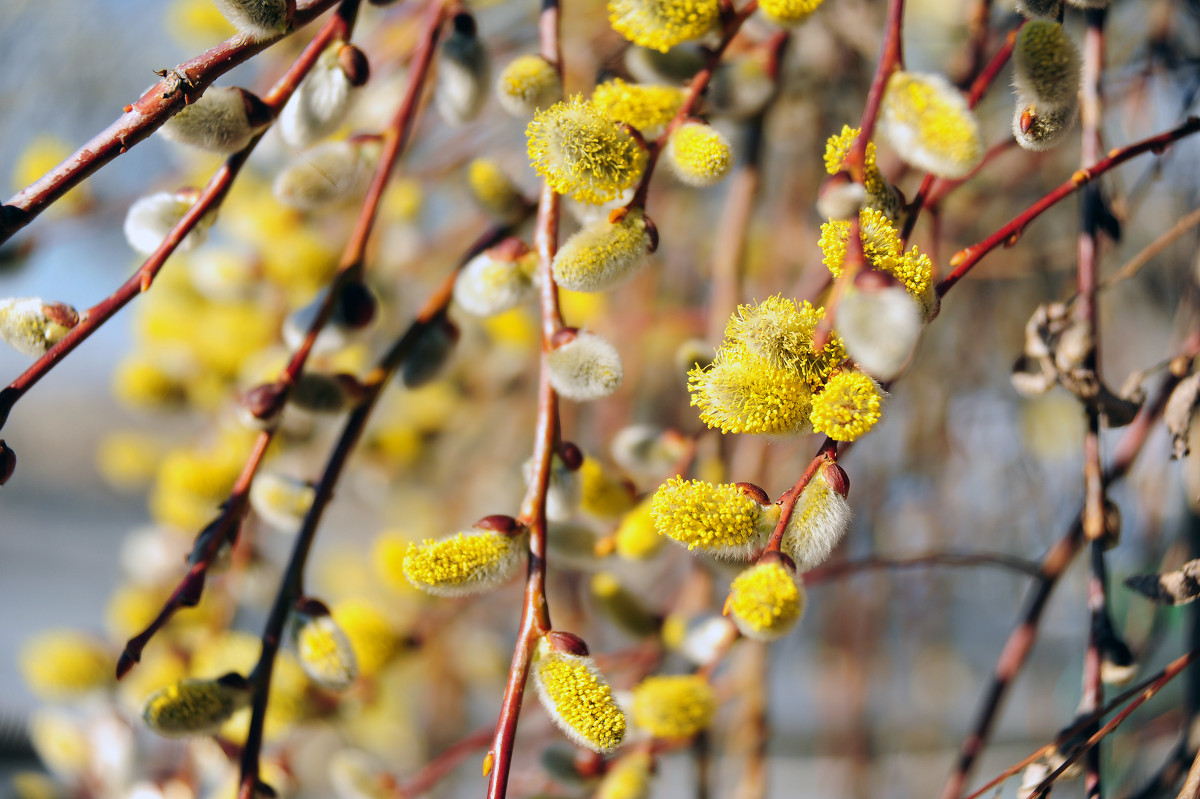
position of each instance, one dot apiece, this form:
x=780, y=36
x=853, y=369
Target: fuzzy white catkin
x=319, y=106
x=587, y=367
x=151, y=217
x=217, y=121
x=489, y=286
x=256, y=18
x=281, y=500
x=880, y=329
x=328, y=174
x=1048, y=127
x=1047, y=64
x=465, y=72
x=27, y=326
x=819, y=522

──────────────────────────────

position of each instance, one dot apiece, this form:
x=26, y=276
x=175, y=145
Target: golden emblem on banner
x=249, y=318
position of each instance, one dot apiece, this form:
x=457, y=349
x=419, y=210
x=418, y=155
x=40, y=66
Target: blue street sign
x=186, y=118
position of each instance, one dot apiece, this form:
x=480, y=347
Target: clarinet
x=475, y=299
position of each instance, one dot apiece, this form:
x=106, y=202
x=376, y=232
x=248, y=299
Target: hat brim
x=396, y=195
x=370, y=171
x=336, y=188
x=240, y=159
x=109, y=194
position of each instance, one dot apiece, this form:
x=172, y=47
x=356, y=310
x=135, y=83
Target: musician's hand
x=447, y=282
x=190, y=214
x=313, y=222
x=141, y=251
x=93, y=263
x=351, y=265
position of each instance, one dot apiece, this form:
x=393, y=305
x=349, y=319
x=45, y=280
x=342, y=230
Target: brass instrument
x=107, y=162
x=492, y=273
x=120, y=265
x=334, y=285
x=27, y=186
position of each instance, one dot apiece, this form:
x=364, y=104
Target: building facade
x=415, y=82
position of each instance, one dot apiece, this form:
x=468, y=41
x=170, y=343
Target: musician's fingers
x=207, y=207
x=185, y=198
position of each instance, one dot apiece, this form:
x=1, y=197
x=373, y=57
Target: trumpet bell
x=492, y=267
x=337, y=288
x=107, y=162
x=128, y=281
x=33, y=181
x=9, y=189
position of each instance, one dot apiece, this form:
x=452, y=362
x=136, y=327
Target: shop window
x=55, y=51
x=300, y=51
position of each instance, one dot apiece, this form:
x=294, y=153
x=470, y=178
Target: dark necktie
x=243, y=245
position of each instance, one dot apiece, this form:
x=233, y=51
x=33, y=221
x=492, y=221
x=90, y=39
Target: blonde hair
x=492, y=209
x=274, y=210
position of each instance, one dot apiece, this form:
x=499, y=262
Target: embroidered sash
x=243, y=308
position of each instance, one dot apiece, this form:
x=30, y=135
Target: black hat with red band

──────────────────────────────

**TASK OBJECTIVE**
From the records, extract each line that contains the string "musician".

**EXERCISE OUTPUT**
Target: musician's hand
Target: musician's fingers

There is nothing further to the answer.